| EXERCISE DIRECTIONS |
Can you reproduce the listing below with "keypoint" changed to "marker" everywhere it occurs, leaving every other word and coordinate untouched?

| GIVEN RECORDS |
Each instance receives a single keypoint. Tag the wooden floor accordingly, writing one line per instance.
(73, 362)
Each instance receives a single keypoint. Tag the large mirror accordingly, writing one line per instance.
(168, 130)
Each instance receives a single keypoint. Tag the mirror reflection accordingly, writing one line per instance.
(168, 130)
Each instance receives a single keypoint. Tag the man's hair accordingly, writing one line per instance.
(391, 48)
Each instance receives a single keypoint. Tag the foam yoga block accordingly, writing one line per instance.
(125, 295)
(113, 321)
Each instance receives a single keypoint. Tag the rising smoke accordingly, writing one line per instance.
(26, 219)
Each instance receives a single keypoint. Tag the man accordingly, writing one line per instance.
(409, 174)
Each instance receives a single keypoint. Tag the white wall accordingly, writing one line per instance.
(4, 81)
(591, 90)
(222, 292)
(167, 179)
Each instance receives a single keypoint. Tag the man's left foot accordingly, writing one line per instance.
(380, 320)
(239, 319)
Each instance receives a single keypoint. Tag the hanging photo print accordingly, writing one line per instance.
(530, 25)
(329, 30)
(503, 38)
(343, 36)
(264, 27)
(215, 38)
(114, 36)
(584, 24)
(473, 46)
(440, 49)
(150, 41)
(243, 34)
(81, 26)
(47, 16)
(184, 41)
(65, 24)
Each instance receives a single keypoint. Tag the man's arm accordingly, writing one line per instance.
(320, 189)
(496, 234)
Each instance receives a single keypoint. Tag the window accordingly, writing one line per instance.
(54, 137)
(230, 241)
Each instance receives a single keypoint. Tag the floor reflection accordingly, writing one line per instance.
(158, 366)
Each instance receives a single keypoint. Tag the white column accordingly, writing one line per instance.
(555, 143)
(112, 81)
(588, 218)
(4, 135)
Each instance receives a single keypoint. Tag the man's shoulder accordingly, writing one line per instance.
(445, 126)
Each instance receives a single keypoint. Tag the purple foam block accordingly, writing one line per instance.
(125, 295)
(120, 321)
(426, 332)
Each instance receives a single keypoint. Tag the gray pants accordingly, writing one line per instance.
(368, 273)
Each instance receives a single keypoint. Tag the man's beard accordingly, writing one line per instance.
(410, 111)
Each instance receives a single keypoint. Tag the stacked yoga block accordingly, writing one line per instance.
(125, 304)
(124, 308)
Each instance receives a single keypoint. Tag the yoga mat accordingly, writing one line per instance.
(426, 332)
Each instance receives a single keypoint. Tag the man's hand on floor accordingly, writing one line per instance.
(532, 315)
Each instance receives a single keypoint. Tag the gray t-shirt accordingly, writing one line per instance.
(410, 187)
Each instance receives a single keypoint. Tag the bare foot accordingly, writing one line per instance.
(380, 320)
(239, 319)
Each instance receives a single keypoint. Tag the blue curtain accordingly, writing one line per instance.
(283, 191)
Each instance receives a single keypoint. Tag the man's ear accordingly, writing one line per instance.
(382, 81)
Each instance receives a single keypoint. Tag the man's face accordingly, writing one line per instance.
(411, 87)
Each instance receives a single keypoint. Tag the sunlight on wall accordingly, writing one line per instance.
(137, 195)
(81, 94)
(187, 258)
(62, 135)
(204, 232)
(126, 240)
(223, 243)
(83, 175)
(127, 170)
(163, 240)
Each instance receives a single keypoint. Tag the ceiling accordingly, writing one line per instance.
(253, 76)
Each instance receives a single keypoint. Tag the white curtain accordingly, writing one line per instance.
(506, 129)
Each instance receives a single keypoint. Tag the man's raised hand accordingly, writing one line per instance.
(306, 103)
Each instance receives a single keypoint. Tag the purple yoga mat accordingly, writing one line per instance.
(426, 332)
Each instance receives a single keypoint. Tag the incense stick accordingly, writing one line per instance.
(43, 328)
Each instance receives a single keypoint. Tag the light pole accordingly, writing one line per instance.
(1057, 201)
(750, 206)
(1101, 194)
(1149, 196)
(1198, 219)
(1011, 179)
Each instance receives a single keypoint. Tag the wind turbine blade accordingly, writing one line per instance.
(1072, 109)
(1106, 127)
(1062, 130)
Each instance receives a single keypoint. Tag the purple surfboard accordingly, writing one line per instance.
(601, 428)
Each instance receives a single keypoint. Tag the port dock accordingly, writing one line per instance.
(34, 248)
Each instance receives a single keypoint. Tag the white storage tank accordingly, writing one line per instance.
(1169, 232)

| THE SOLUTION |
Each instance receives a single marker. Tag the wooden floor accordingly, writing one line per instance.
(73, 362)
Each instance receives a single marker. Tag the large mirror accordingly, writing one line per instance.
(168, 130)
Each instance receives a single marker. Tag the mirror reflection accordingly, writing one line per instance.
(168, 130)
Each instance receives a single marker. Tag the man's hair accordingly, writing one line per instance.
(391, 48)
Each instance receives a single marker. Tag the foam yoga block accordingly, writing one line per instance.
(125, 295)
(113, 321)
Each instance receives a single marker. Tag the rising smoke accordingly, writing one line per instance.
(26, 219)
Each instance receives a single marker. Tag the man accordingly, writing one line per instance.
(409, 174)
Each instance receives a single marker. Tag the white wall accordingly, writing one line per instance.
(4, 81)
(591, 90)
(222, 292)
(167, 179)
Each instance receives a single marker. Tag the man's left foot accordingly, writing one line per instance.
(380, 320)
(239, 319)
Each instance receives a single marker. Tag the hanging photo print accordingly, writing one line per instance.
(530, 25)
(329, 30)
(503, 38)
(343, 36)
(264, 27)
(215, 38)
(114, 36)
(584, 24)
(473, 46)
(440, 49)
(150, 41)
(243, 34)
(81, 26)
(47, 16)
(184, 41)
(65, 24)
Each instance receives a single marker. Tag the man's arm accordingly, writing one line per instance.
(320, 189)
(496, 234)
Each instance receives a single marker. Tag the window accordingly, writing one line per instance.
(54, 137)
(230, 241)
Each instance receives a single marker. Tag the floor reflection accordingly, writing one line per instance.
(158, 366)
Each instance receives a single marker. Tag the white column accordingly, writing one line per instance.
(555, 143)
(112, 81)
(588, 218)
(4, 135)
Each instance receives a single marker. Tag the man's shoulder accordingly, writing one line per instance.
(445, 126)
Each instance receives a single marker. Tag the purple foam block accordingly, writing one line per instance.
(125, 295)
(120, 321)
(426, 332)
Each instance receives a single marker. Tag the gray pants accordingly, writing one line per instance.
(368, 273)
Each instance receives a single marker. Tag the man's beard accordingly, writing one line per instance.
(410, 111)
Each instance receives a single marker. Tag the stacked yoga block accordingly, writing one line per instance.
(125, 304)
(124, 308)
Each instance receives a single marker. Tag the yoga mat accordingly, writing one line per instance.
(426, 332)
Each instance receives a single marker. Tag the man's hand on floor accordingly, writing one line per instance.
(532, 315)
Each instance receives a single marker. Tag the gray t-shirt accordingly, writing one line per instance.
(410, 187)
Each instance receives a single marker. Tag the bare foot accordingly, writing one line per instance.
(380, 320)
(239, 319)
Each instance receives a single marker. Tag the blue curtain accordingly, writing one line per instance.
(283, 191)
Each instance receives a single marker. Tag the man's ear accordingly, writing one line per instance.
(382, 81)
Each instance receives a single marker. Tag the man's face accordingly, writing one line per instance.
(411, 87)
Each instance receives a single marker. Tag the sunlight on wall accordingly, writing one line per instance.
(137, 195)
(81, 94)
(187, 258)
(62, 135)
(204, 232)
(126, 240)
(223, 243)
(83, 175)
(127, 170)
(163, 240)
Each instance receives a single marker. Tag the ceiling accordingly, writing one line per instance.
(253, 76)
Each instance receives a single marker. Tag the white curtain accordingly, writing one line per instance.
(506, 129)
Each instance receives a single marker. Tag the man's raised hand accordingly, writing one line per instance.
(306, 103)
Each instance receives a single marker. Tag the purple yoga mat accordingly, writing one line per instance.
(426, 332)
Each instance receives a single marker. Tag the incense stick accordingly, writing one line per instance.
(43, 328)
Each instance receives a single marker. Tag the light pole accordingly, writing one line per instance.
(1057, 201)
(750, 206)
(1101, 194)
(1149, 196)
(1198, 219)
(1011, 179)
Each instance receives a single marker. Tag the wind turbine blade accordingly, writing one line per instance.
(1072, 109)
(1106, 127)
(1062, 130)
Each instance receives a single marker. Tag the purple surfboard accordingly, writing one line per instance.
(601, 428)
Each instance receives a single marker. Tag the port dock accordingly, writing one line per instance.
(34, 248)
Each instance receives a single marker. Tag the white storage tank accordingly, writing one line per instance.
(1169, 232)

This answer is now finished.